--- RECORDS SUPPLIED ---

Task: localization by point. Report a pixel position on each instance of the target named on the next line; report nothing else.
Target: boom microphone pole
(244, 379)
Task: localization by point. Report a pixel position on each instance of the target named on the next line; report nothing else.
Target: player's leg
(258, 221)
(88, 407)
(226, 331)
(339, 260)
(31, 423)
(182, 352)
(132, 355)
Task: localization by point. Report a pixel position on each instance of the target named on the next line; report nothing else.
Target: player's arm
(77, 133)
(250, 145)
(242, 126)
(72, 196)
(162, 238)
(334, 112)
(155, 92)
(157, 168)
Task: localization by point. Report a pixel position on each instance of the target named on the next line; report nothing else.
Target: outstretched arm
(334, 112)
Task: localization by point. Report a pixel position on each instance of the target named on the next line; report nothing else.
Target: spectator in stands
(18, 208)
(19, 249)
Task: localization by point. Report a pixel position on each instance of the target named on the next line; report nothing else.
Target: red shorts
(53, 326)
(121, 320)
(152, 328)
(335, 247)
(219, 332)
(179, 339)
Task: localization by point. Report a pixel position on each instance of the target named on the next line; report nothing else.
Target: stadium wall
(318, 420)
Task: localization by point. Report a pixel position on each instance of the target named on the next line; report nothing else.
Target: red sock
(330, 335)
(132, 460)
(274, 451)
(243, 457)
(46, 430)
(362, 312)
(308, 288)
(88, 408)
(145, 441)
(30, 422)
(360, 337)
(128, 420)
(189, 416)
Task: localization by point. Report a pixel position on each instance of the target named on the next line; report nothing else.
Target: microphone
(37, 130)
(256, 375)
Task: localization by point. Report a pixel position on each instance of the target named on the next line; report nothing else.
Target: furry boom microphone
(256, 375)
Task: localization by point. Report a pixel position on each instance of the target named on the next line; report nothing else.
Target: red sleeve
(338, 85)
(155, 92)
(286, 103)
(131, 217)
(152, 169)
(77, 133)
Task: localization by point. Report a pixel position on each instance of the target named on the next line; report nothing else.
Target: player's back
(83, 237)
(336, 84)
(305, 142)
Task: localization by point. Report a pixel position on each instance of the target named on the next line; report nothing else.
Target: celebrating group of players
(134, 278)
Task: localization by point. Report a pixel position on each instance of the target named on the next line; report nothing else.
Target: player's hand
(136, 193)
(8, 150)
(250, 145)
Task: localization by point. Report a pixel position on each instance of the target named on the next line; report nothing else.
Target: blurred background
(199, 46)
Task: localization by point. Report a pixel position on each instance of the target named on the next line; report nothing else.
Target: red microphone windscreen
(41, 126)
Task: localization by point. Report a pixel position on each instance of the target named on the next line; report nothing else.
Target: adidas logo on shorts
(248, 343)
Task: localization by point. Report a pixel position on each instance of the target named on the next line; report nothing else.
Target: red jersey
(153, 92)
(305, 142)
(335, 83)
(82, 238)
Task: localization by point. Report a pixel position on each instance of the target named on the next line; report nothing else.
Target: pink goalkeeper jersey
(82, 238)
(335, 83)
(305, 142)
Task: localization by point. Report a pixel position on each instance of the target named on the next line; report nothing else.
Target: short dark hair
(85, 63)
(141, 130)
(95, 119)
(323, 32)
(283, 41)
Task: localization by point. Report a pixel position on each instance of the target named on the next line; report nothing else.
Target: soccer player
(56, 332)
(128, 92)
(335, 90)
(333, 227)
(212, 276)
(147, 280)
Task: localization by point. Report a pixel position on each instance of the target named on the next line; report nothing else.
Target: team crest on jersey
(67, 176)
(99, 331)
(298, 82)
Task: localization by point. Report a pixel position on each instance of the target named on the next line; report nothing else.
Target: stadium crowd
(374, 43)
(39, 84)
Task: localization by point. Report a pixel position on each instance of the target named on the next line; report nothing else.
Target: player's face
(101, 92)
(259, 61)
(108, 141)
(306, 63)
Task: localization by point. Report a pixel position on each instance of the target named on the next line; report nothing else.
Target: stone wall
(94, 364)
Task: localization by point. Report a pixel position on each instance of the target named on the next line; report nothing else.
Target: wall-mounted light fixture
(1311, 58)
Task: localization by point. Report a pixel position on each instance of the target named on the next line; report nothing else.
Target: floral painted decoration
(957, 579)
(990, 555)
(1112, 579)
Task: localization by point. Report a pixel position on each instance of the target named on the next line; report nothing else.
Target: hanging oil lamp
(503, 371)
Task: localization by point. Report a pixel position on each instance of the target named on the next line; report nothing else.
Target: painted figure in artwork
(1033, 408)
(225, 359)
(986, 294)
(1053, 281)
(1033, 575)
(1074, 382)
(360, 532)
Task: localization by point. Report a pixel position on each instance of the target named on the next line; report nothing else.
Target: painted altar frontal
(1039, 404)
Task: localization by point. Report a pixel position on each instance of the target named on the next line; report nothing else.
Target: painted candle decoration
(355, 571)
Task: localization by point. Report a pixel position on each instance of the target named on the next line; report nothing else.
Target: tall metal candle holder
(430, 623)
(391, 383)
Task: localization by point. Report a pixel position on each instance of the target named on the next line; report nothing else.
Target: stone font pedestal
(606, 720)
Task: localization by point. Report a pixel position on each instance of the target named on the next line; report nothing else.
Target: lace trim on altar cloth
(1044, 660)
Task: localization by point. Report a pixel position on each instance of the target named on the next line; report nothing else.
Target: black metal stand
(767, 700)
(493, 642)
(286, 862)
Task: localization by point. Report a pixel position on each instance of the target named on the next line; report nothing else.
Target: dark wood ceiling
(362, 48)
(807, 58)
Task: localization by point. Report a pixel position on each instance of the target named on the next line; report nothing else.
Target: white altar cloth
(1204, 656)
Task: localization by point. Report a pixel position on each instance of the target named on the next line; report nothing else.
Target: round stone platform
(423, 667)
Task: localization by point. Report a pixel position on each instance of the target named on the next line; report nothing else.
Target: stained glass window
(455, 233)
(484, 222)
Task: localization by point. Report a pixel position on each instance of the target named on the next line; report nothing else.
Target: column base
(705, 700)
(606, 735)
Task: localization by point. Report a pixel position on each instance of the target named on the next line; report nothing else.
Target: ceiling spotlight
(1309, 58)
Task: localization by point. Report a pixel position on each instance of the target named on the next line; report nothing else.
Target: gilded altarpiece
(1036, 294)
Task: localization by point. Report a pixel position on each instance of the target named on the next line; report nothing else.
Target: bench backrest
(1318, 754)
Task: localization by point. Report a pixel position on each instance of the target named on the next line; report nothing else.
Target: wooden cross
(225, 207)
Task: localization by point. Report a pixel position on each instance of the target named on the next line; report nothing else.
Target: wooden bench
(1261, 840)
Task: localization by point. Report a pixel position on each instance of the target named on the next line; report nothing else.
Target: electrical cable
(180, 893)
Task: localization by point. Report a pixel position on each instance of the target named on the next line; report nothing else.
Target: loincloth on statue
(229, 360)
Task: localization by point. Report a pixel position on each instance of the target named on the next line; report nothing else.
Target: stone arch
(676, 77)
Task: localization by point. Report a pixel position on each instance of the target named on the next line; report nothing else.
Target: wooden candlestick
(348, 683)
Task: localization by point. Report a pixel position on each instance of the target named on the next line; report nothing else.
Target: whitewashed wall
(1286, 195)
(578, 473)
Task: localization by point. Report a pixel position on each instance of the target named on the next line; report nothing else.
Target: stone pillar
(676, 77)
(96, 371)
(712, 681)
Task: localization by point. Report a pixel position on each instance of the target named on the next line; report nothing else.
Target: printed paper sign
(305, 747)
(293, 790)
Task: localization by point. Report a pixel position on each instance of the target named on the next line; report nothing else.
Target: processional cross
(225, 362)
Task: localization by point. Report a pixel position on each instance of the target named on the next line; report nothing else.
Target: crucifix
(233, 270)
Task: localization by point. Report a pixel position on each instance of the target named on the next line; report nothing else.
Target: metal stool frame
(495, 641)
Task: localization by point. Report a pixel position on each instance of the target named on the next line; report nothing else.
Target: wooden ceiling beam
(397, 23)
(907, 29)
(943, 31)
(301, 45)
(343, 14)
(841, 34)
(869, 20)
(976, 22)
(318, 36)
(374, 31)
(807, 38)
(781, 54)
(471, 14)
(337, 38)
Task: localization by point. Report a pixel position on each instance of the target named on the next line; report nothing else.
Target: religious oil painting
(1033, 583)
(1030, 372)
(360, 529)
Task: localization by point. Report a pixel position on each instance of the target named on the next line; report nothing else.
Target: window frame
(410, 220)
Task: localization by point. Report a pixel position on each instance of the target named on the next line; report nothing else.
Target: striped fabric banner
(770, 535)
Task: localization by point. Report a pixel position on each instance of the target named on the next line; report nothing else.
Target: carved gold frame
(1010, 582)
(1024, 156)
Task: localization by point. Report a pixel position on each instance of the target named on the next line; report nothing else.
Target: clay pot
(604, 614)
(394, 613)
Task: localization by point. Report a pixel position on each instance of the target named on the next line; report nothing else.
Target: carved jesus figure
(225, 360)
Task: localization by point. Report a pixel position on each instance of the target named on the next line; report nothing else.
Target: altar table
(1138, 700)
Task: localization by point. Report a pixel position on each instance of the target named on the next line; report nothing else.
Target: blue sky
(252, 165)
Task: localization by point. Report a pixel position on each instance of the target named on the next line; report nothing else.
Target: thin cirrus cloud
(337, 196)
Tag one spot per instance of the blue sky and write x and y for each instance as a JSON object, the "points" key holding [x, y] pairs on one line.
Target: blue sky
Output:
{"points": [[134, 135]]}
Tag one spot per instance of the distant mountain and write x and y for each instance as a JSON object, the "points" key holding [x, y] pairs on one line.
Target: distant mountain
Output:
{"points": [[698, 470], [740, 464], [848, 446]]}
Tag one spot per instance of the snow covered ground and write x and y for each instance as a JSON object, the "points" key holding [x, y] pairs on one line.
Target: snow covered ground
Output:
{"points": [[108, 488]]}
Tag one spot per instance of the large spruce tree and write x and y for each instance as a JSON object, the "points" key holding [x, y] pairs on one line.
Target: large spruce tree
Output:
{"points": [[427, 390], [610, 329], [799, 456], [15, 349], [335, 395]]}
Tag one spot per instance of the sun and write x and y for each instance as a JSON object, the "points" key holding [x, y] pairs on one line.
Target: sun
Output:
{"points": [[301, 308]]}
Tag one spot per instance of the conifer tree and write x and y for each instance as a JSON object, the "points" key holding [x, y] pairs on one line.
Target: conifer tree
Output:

---

#### TASK BRIEF:
Set down exactly what runs from the line with "Tag one spot per instance of the distant" to the last line of the data above, including both of those lines and no others.

#### COMPLETE OUTPUT:
Tag one spot per instance of the distant mountain and write x and y for each instance as a JSON object, the "points" key holding [x, y] pairs on one line.
Target: distant mountain
Output:
{"points": [[698, 470], [740, 464], [848, 446]]}
Tag one spot per instance of the snow covered ground and write x and y for each instance as a JSON object, the "points" key holding [x, y] pairs on one line.
Target: snow covered ground
Output:
{"points": [[108, 488]]}
Tag one spot per instance of the large spruce tree and write x and y for each instance as a JSON object, the "points" key holding [x, y] pairs on one line.
Target: large spruce tree
Output:
{"points": [[427, 390], [610, 329], [799, 456], [15, 349], [335, 395]]}
Tag one spot per instance of the sun and write x and y for each instance as a JSON object, the "points" key holding [x, y] pairs on one line.
Target: sun
Output:
{"points": [[301, 308]]}
Tag one spot per instance of the conifer tree and write x and y for each instance as a JSON object, the "points" key holding [x, y] pairs on one line.
Target: conifer tree
Output:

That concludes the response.